Je sais pour avoir vécu un an en France lorsque j’étais étudiante que les attitudes sont différentes. Juste après l’éclatement du scandale, au moment de #metoo, la tribune française des 100 a été très choquante. Pour nous, anglaises, c’était incompréhensible.
Pour nous aussi, je vous rassure. Cette tribune mélangeait tout !
Différencier l’agression de la séduction revient à reconnaître ce qu’est un abus de pouvoir. On en a mieux conscience lorsque l’on est plus mûre, un peu plus âgée. Mais, comme le dit l’actrice Paz de la Huerta, à la fin du film, même si Weinstein et d’autres sont tombés, il faut se méfier. Ca continue. En Grande-Bretagne, il y a d’ailleurs eu une augmentation des viols et des agressions sexuelles depuis. Qu’est-ce que ça veut dire?
Quels témoignages avez-vous privilégié dans votre film?
Je tenais absolument à donner la parole à ces femmes qui n’avaient pas encore parlé. Hope d’Amore (Buffalo) avait fait une allusion dans le New York Times. Erika Rosenbaum, la jeune actrice canadienne qui sert de fil conducteur n’avait jamais rien dit. Or, elle me semblait emblématique car elle décrit la danse entre ces actrices moins puissantes et un homme comme Weinstein. Elle voulait lui plaire – elle l’avait vu plusieurs fois, il lui avait promis un rôle – , elle a pensé qu’en sachant quel type d’homme il était, elle serait plus forte ! Nannette Klatt, la femme aveugle, ne s’était jamais confiée. Paz de la Huerta non plus, et Rosanna Arquette jamais devant une caméra. Les journalistes du New York Times, Megan Twohey et Jodi Kantor, sont eux en train d’écrire un livre qui va bientôt paraître.
A votre connaissance, y a-t-il d’autres films en cours sur l’affaire Weinstein ?
Pas à ma connaissance mais il y en a un sur le mouvement #metoo.
Le parti pris de votre film dépasse l’affaire Weinstein.
Mon film décrit un abus de pouvoir. Et c’est en cela que l’affaire Weinstein, est emblématique.
Qu’attendez-vous du procès à venir ? Et selon vous, que faut-il en attendre?
Le procès ne sera sans doute pas une solution. Cela va être compliqué pour toutes ces femmes, à cause du manque de preuves. La masse des témoignages jouera sans doute contre Weinstein comme cela a joué contre Bill Cosby. Toutes expliquent à peu près le même modus operandi : d’abord, les compliments, la perspective d’un rôle, de grands rôles, d’une carrière. Ce qui est très séduisant. Puis viennent les demandes de massage, sa nudité exposée et la suite. Weinstein était tout de même le plus grand séducteur du monde à l’époque où il sévissait ! A vrai dire, je n’ai pas beaucoup d’espoir pour ce procès.

EXTRAIT DE DONNÉES:
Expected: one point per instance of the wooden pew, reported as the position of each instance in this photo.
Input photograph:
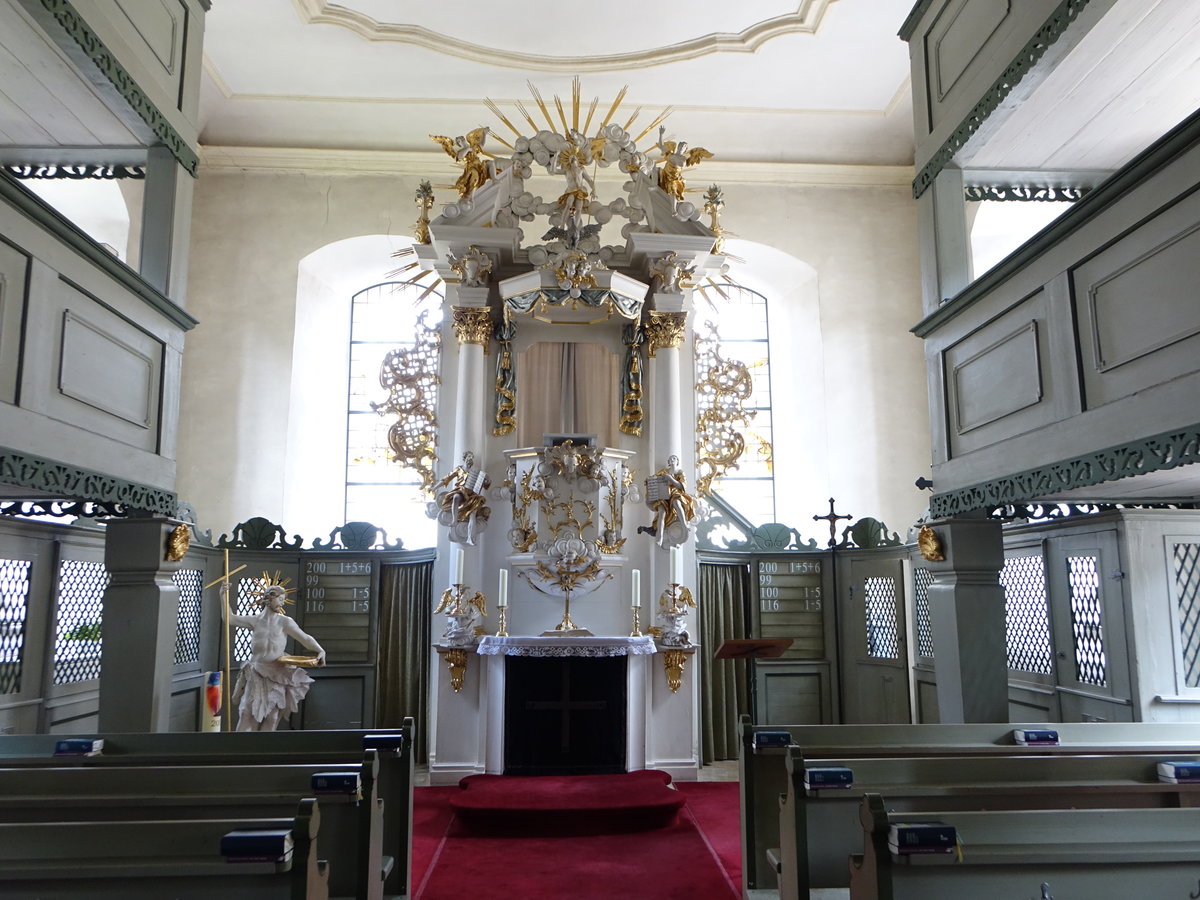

EXERCICES À RÉALISER:
[1] Dans l'entretien sur le film consacré à l'affaire Weinstein, quelle actrice canadienne sert de fil conducteur au film ?
[2] Poursuivez l'entretien sur le film consacré à l'affaire Weinstein après sa dernière phrase.

RÉPONSES ATTENDUES:
[1] Erika Rosenbaum.

[2]
Ursula Macfarlane, vous abordez aussi ce qu’on pourrait appeler une certaine naïveté des femmes…
Ah non ! C’est impossible de dire ça ! C’est une question de prédation. Un prédateur comme lui reconnait ses proies, les femmes plus fragiles, celles qui veulent quelque chose. A chaque fois, leur carrière était en jeu. Même pour les assistant.e.s qui travaillaient chez Miramax. D’ailleurs, cette expérience les a lancé et aucune d’elle, à part Lauren O’Connor (agent littéraire) n’a risqué de mettre sa carrière en péril. Elle est la seule à avoir écrit un mémo qui décrit les abus de pouvoir chez Weinstein, qu’elle a déposé à la DRH et que quelqu’un à envoyer au New York Times. Ce qui a tout déclenché. Elle a agi comme une lanceuse d’alerte ! Mais elle a eu très peur et à cause d’une clause de son contrat, elle a eu beaucoup de mal à accepter de participer au film.
Zelda Perkins, l’anglaise qui lui résiste, est passionnante aussi.
Oui, parce qu’elle était très jeune, 23 ans, et très forte ! Elle rigole quand il lui propose ses massages, elle n’était pas vulnérable ! Son amie, en revanche, n’a pas voulu aller à la police. Elles ont été forcées à signer ce contrat très dur, qui les empêchait même de parler avec une thérapeute ! Les autres n’étaient pas faibles mais sans doute plus fragiles.
Ursula Macfarlane, avez-vous cherché à joindre ses épouses ?
On a essayé mais c’était impossible. J’ai parlé à leurs ami.e.s… Je me dis parfois que nous avons fait ce film très vite, trop vite peut-être. Que si nous avions attendu dix ans ou qu’il soit en prison ou mort, elles parleraient.
Mais, c’est très important de faire un film maintenant !
C’est intéressant de voir comment nous avons évolué en faisant le film. Au début du tournage, il y a un an, nous étions dans une sorte d’euphorie : « Weinstein ira en prison ! « mais au cours des mois, c’est devenu plus déprimant. Nous avons commencé à en douter. Les hommes puissants ne tombent jamais complètement. Je pense souvent que si Weinstein avait été un jeune noir, il serait déjà en prison. S’il n’est pas condamné, ce sera la pire chose pour le mouvement #metoo. On donne la parole aux femmes et finalement, il ne se passe rien !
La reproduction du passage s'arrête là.